• _Reading passage_
+---+

We compute product pairs that frequently appear in the same order and derive classic association rule metrics:

- **Support**: how often the pair occurs relative to all orders  
- **Confidence**: probability of buying B given A  
- **Lift**: how much more likely B is purchased with A than by chance

This is the basis for “Frequently bought together” style recommendations.


In [None]:
pairs_query = """
SELECT
    product_name_1,
    product_name_2,
    cooccurrence_orders
FROM vw_product_pairs
ORDER BY cooccurrence_orders DESC
LIMIT 20;
"""

product_pairs = run_query(pairs_query)
product_pairs


In [None]:
pair_labels = (
    product_pairs["product_name_1"] + " & " + product_pairs["product_name_2"]
)

plt.figure(figsize=(10, 6))
plt.barh(pair_labels, product_pairs["cooccurrence_orders"])
plt.xlabel("Number of Orders Together")
plt.title("Top Product Pairs (Frequently Bought Together)")
plt.gca().invert_yaxis()  # largest at top
plt.tight_layout()
plt.show()


In [None]:
assoc_query = """
SELECT
    product_name_1,
    product_name_2,
    cooccurrence_orders,
    ROUND(support, 4) AS support,
    ROUND(confidence_1_to_2, 4) AS confidence_1_to_2,
    ROUND(lift, 4) AS lift
FROM vw_product_association_rules
ORDER BY lift DESC
LIMIT 20;
"""

assoc = run_query(assoc_query)
assoc


In [None]:
pair_labels = assoc["product_name_1"] + " → " + assoc["product_name_2"]

plt.figure(figsize=(10, 6))
plt.barh(pair_labels, assoc["lift"])
plt.xlabel("Lift")
plt.title("Top Product Association Rules by Lift")
plt.gca().invert_yaxis()
plt.tight_layout()
plt.show()


## 10. Revenue Forecasting (Moving Average Baseline)

As a simple baseline forecast, we compute monthly revenue, apply a 3-month moving average for smoothing, and then extend
that out as a naive forecast for the next few months. This isn't a full forecasting model, but it demonstrates how the
warehouse can feed time-series forecasting workflows.


In [None]:
rev_forecast_query = """
SELECT
    d.date_actual::date AS date,
    SUM(o.order_total) AS total_revenue
FROM fact_order o
JOIN dim_date d ON d.date_id = o.order_date_id
WHERE o.order_status = 'Completed'
GROUP BY d.date_actual
ORDER BY d.date_actual;
"""

rev_daily = run_query(rev_forecast_query)

# ✅ Ensure date is datetime
rev_daily["date"] = pd.to_datetime(rev_daily["date"])

+---+

• _Problem 1_
Please write out the sales analytics notebook from "As a simple" up to and including "time-series forecasting workflows.".
• _Problem 2_
Write what comes next in the sales analytics notebook, picking up from where it stops.

+---+

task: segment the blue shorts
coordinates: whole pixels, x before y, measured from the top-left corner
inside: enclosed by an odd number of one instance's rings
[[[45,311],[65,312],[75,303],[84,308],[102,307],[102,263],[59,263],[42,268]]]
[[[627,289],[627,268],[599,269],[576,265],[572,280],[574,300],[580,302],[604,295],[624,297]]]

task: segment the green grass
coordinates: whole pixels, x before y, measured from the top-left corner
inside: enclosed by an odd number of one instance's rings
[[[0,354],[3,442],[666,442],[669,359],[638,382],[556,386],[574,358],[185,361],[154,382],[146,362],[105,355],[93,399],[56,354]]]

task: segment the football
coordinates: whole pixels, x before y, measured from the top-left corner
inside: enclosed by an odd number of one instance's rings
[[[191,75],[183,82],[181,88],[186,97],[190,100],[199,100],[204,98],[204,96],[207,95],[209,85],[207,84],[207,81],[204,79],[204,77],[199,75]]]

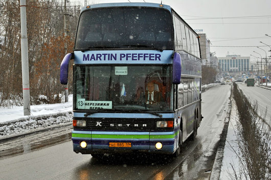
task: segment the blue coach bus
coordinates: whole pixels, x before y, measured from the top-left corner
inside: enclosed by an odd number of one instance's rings
[[[101,4],[81,11],[74,50],[76,153],[178,155],[201,121],[198,35],[167,5]]]

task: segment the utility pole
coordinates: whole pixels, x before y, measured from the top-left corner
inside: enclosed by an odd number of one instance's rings
[[[65,38],[65,44],[64,45],[64,48],[65,49],[65,55],[67,54],[67,43],[66,42],[66,37],[67,36],[67,27],[66,24],[66,0],[64,0],[64,38]],[[67,83],[65,87],[65,102],[69,101],[69,86]]]
[[[28,44],[27,30],[27,8],[26,0],[20,1],[21,27],[21,74],[24,115],[30,115],[30,91],[29,89],[29,69],[28,65]]]

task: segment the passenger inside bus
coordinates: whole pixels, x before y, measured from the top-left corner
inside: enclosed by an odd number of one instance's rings
[[[145,98],[147,105],[154,105],[165,101],[162,93],[159,91],[158,85],[153,81],[147,83]]]

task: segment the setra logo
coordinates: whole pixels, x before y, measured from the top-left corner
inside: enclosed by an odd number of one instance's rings
[[[101,124],[102,123],[102,122],[96,122],[96,126],[101,126],[102,125]]]

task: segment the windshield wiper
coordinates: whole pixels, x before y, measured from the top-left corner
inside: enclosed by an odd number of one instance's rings
[[[136,112],[140,112],[140,111],[143,111],[144,112],[144,113],[147,113],[148,114],[152,114],[154,116],[159,116],[159,117],[160,118],[162,118],[163,117],[163,115],[162,114],[159,114],[159,113],[152,113],[152,112],[147,112],[147,111],[148,110],[131,110],[130,111],[131,112],[132,112],[132,111],[136,111]]]
[[[99,110],[98,111],[92,111],[92,112],[88,112],[86,113],[85,113],[85,114],[84,114],[84,116],[86,117],[88,115],[90,115],[91,114],[94,114],[94,113],[102,113],[102,112],[113,112],[114,113],[115,112],[130,112],[131,111],[126,111],[126,110],[123,110],[123,109],[100,109],[100,110]]]
[[[101,48],[105,49],[107,48],[119,48],[120,47],[118,46],[106,46],[104,45],[101,46],[88,46],[86,48],[83,48],[81,49],[75,49],[74,50],[81,50],[82,52],[84,52],[85,50],[91,50],[92,49],[96,49],[96,48]]]
[[[148,48],[153,48],[155,50],[159,50],[161,52],[163,52],[163,51],[164,50],[163,48],[159,48],[154,46],[148,45],[146,45],[146,44],[131,44],[131,45],[123,45],[123,46],[127,46],[127,47],[148,47]]]
[[[87,116],[93,114],[102,113],[103,112],[108,112],[108,111],[109,112],[118,112],[118,111],[120,111],[120,112],[129,112],[129,113],[132,112],[133,111],[133,112],[143,111],[143,112],[144,112],[145,113],[147,113],[148,114],[150,114],[154,115],[155,116],[159,116],[161,118],[162,118],[163,117],[163,115],[162,114],[160,114],[156,113],[151,113],[151,112],[146,112],[146,111],[144,111],[144,110],[142,111],[142,110],[134,110],[125,111],[125,110],[122,110],[122,109],[102,109],[101,110],[99,110],[96,111],[88,112],[85,113],[85,114],[84,114],[84,116],[86,117],[87,117]]]
[[[87,117],[87,116],[90,115],[91,114],[94,114],[94,113],[102,113],[103,112],[108,112],[108,111],[115,112],[115,111],[116,110],[115,109],[102,109],[98,111],[96,111],[88,112],[87,113],[84,114],[84,116],[86,117]]]

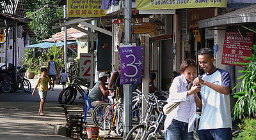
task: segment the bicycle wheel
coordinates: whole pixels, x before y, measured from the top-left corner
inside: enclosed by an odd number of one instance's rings
[[[76,99],[77,94],[76,89],[73,87],[69,87],[63,90],[59,95],[60,104],[72,104]]]
[[[4,92],[9,92],[13,88],[12,83],[8,81],[2,81],[0,83],[0,88]]]
[[[110,133],[109,132],[110,130],[110,128],[111,127],[111,125],[113,123],[113,111],[115,111],[114,109],[112,108],[112,106],[108,106],[106,107],[105,109],[105,112],[104,113],[103,117],[103,130],[105,130],[106,133]]]
[[[23,79],[20,81],[21,88],[24,92],[30,92],[31,90],[31,84],[28,80]]]
[[[122,106],[119,106],[117,110],[116,117],[116,134],[118,137],[122,137],[124,135],[124,107]]]
[[[92,120],[96,127],[99,127],[100,129],[104,129],[104,120],[106,119],[105,112],[108,112],[108,109],[112,107],[109,103],[102,103],[97,106],[94,109],[92,114]]]
[[[133,127],[128,133],[125,140],[130,139],[142,139],[146,134],[145,127],[144,124],[140,124]]]

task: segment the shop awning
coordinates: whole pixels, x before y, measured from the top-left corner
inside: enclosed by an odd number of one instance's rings
[[[253,22],[256,22],[256,4],[197,22],[199,28],[232,26]]]
[[[70,45],[75,45],[75,44],[77,44],[77,43],[76,42],[67,42],[67,46],[70,46]],[[63,42],[60,42],[60,43],[43,42],[43,43],[37,43],[37,44],[35,44],[35,45],[28,45],[28,46],[26,46],[26,47],[47,48],[52,47],[54,45],[56,45],[57,47],[63,46],[64,46],[64,43]]]

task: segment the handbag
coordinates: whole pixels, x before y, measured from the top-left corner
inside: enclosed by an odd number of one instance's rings
[[[172,104],[167,104],[164,106],[164,113],[165,115],[168,115],[174,108],[175,108],[180,102],[176,102]]]
[[[186,87],[188,90],[189,90],[192,87],[192,83],[188,84]],[[163,111],[166,115],[168,115],[179,104],[180,104],[180,102],[176,102],[174,103],[168,103],[164,106]]]

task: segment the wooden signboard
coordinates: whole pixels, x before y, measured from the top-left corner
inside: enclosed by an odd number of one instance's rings
[[[133,25],[134,34],[146,34],[155,31],[156,29],[155,25],[147,22],[134,24]]]

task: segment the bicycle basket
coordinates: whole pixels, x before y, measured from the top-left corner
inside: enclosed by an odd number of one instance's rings
[[[154,94],[157,97],[158,100],[166,101],[169,97],[169,94],[162,90],[155,92]]]

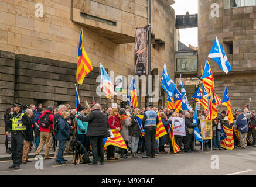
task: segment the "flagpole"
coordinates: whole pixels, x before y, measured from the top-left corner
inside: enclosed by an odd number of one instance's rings
[[[78,98],[79,98],[79,84],[77,83],[77,112],[76,114],[78,115]],[[74,152],[74,165],[76,165],[76,157],[77,157],[77,120],[78,119],[76,119],[76,130],[75,130],[75,134],[74,134],[74,140],[75,141],[75,152]]]

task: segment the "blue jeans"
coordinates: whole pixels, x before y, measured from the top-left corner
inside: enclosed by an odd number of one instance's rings
[[[58,155],[57,156],[57,162],[62,163],[64,162],[63,160],[63,153],[65,150],[66,141],[59,141],[59,150]]]
[[[217,148],[217,144],[218,145],[218,148],[221,148],[221,145],[220,144],[220,132],[217,131],[216,131],[216,136],[214,136],[213,137],[213,147]]]

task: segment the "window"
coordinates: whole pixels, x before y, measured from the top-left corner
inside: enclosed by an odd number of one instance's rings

+---+

• _Exercise answer 1_
As a simple baseline forecast, we compute monthly revenue, apply a 3-month moving average for smoothing, and then extend
that out as a naive forecast for the next few months. This isn't a full forecasting model, but it demonstrates how the
warehouse can feed time-series forecasting workflows.

• _Exercise answer 2_
# Aggregate to month level
rev_monthly = (
    rev_daily
    .groupby(rev_daily["date"].dt.to_period("M"))
    .agg(total_revenue=("total_revenue", "sum"))
    .reset_index()
)

rev_monthly["date"] = rev_monthly["date"].dt.to_timestamp()
rev_monthly = rev_monthly.sort_values("date")

# 3-month moving average
rev_monthly["ma_3"] = rev_monthly["total_revenue"].rolling(window=3).mean()
rev_monthly.tail()


In [None]:
plt.plot(rev_monthly["date"], rev_monthly["total_revenue"], label="Actual")
plt.plot(rev_monthly["date"], rev_monthly["ma_3"], label="3-Month Moving Average")
plt.title("Monthly Revenue with 3-Month Moving Average")
plt.xlabel("Month")
plt.ylabel("Revenue")
plt.legend()
plt.xticks(rotation=45, ha="right")
plt.tight_layout()
plt.show()


In [None]:
last_date = rev_monthly["date"].max()
last_ma = rev_monthly["ma_3"].iloc[-1]

future_months = pd.date_range(last_date + pd.offsets.MonthBegin(1), periods=6, freq="MS")
future_forecast = pd.DataFrame({
    "date": future_months,
    "forecast_revenue": [last_ma] * len(future_months)
})

plt.plot(rev_monthly["date"], rev_monthly["total_revenue"], label="Actual")
plt.plot(rev_monthly["date"], rev_monthly["ma_3"], label="3-Month MA")
plt.plot(future_forecast["date"], future_forecast["forecast_revenue"], "--", label="Naive Forecast")
plt.title("Revenue with Simple Moving Average Forecast")
plt.xlabel("Month")
plt.ylabel("Revenue")
plt.legend()
plt.xticks(rotation=45, ha="right")
plt.tight_layout()
plt.show()


## 11. Category Seasonality

To understand seasonality, we aggregate revenue by category and calendar month and visualize the result as a heatmap.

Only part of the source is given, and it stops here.